WORK ITEM: Output only the lines below from the one containing "Target: green sepal" to the one containing "the blurred strawberry.", exactly as written, both ends kept.

(Items listed in a dataset)
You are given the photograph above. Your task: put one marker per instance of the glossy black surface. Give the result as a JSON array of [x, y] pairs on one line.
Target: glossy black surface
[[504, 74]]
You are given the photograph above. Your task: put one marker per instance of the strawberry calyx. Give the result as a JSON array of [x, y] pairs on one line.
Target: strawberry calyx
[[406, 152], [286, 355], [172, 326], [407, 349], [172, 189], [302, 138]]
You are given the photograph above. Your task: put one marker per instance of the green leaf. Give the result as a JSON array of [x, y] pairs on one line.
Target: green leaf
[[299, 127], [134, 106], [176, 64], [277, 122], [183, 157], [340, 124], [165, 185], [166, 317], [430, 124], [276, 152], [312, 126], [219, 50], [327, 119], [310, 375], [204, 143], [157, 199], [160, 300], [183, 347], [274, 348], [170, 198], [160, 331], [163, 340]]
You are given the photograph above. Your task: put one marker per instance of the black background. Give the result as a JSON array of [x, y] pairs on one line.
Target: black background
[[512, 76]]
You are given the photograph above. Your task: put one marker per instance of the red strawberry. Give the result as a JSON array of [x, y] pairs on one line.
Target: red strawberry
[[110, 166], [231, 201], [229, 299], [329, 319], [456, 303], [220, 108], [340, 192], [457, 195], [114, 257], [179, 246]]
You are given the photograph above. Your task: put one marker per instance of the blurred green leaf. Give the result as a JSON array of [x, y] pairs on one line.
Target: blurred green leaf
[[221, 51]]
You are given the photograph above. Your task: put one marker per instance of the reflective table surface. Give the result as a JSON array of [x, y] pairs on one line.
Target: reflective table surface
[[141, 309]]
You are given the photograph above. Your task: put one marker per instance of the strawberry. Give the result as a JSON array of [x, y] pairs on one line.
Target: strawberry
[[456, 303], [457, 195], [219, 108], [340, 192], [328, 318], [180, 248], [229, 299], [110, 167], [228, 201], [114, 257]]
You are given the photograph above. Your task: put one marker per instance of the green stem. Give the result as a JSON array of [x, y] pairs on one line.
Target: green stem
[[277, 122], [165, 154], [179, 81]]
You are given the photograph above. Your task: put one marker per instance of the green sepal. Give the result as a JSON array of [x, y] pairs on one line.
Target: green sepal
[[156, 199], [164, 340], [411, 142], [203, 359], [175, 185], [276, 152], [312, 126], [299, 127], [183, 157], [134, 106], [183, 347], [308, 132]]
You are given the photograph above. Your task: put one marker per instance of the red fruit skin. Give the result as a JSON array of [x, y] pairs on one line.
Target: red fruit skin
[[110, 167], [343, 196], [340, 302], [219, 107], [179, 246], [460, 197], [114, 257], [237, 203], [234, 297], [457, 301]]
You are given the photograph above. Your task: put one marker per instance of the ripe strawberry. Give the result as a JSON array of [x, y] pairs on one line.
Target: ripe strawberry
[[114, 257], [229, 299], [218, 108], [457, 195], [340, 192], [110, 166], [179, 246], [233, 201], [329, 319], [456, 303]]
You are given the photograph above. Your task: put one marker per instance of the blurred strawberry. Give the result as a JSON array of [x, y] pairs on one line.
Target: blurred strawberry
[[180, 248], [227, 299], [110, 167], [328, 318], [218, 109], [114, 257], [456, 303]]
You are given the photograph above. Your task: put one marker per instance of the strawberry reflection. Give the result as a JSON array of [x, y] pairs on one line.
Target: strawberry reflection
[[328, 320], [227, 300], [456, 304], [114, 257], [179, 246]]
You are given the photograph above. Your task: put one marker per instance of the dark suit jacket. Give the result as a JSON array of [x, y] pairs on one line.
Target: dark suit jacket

ANSWER SECTION:
Target: green sepal
[[156, 199], [164, 340], [411, 142], [203, 359], [175, 185], [276, 152], [312, 126], [299, 127], [183, 157], [134, 106], [183, 347], [308, 132]]
You are given the photograph above. Your task: put one marker per instance of the red fruit skin. Give the result as a JSON array of [x, y] pairs on one line.
Target: red fruit skin
[[110, 167], [343, 196], [340, 302], [219, 107], [179, 246], [460, 197], [114, 257], [237, 203], [234, 297], [457, 301]]
You are given the photograph above. Your task: put one marker per instance of the ripe strawberry. Give the result as a JSON array of [x, y] pairs on one line.
Target: ripe strawberry
[[114, 257], [229, 299], [218, 108], [457, 195], [340, 192], [110, 166], [179, 246], [233, 201], [329, 319], [456, 303]]
You are given the photograph above. Your task: put one marker per instance of the blurred strawberry. Give the result as a JSON array of [x, y] pairs on one line.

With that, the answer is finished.